**Selected excerpt:**
◇ ◇ ◇ ◇ ◇ ◇ ◇

Prime Minister Binyamin Netanyahu's insistence that Palestinians recognize Israel as a "Jewish state" seems to rely on the certain knowledge that the Palestinians will never agree.
This demand is of recent vintage.
How recent? In 2006, after Hamas won the Palestinian elections, Israel demanded that the West insist on three conditions before dealing with it. Now known as the Quartet Conditions, they are still in effect today: "Hamas must recognize Israel, forswear terrorism and accept previous Palestinian commitments."
Note condition one. "Hamas must recognize Israel." Full stop. Not as a "Jewish state" or as anything else.
Like Jordan and Egypt, which signed peace treaties with Israel, Hamas is only asked to accord simple recognition. Of course, simple recognition is all Israel ever sought until now.
That should be good enough. I can't think of an example anywhere on the globe where one nation is required to accept another as anything.
Palestinians can (and most do) accept the reality of Israel. The Oslo breakthrough of 1993 occurred when Israel recognized the PLO in exchange for this pledge from Yasir Arafat: "The PLO recognizes the right of the State of Israel to exist in peace and security. The PLO accepts United Nations Security Council Resolutions 242 and 338."
In all the years since, even during the horrific second Intifada, the Palestinians never retracted their recognition of Israel, and Israel maintained its recognition of the PLO as the "legitimate representative of the Palestinian people." Had either side renounced those conditions, there would be no peace process or even the possibility of a peace process.
But Palestinians have not recognized Israel as a "Jewish state" and no one should expect them to until the two sides enter "final status negotiations." Perhaps once Israel agrees to final borders, Palestinians will agree to recognize Israel as a "Jewish state" within those borders.
But without any definition of borders and with Netanyahu committed to expanding settlements in the West Bank, how can anyone seriously expect Palestinians to recognize Israel as a "Jewish state"?
Would that Jewish state include Hebron and Ariel? Would it include territory in the Jordan Valley? Would it include Silwan in Jerusalem?
Would that Jewish state have any obligation to the Palestinian refugees?
Would its designation as "Jewish" remove any sense that the Palestinians are native to the land?
Acceptance of Israel as a "Jewish state" is a non-starter at this point. And Netanyahu knows it. If that is a precondition for negotiations, there will be no negotiations. Instead, there will be an agreement imposed by the United States or no agreement at all, and another war or two or three.

◇ ◇ ◇ ◇ ◇ ◇ ◇

**Provided records:**
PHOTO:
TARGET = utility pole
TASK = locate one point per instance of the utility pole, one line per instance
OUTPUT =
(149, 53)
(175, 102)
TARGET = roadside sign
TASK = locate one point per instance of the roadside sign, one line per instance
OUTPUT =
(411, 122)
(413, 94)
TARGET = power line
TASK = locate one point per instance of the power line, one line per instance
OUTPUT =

◇ ◇ ◇ ◇ ◇ ◇ ◇

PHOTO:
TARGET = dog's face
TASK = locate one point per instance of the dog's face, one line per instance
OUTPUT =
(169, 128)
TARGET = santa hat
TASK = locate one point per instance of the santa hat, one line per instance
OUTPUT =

◇ ◇ ◇ ◇ ◇ ◇ ◇

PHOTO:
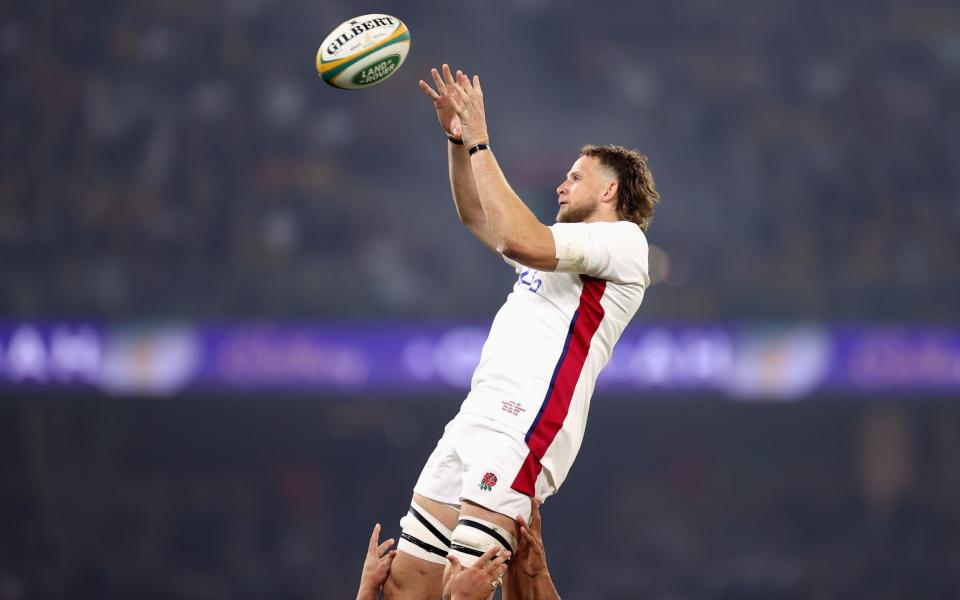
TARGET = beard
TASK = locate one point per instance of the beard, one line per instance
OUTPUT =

◇ ◇ ◇ ◇ ◇ ◇ ◇

**Problem requirements:**
Return everything from "But without any" down to "the Palestinian refugees?" in the commentary on recognizing Israel as a Jewish state above, copied word for word.

**Answer to the exercise:**
But without any definition of borders and with Netanyahu committed to expanding settlements in the West Bank, how can anyone seriously expect Palestinians to recognize Israel as a "Jewish state"?
Would that Jewish state include Hebron and Ariel? Would it include territory in the Jordan Valley? Would it include Silwan in Jerusalem?
Would that Jewish state have any obligation to the Palestinian refugees?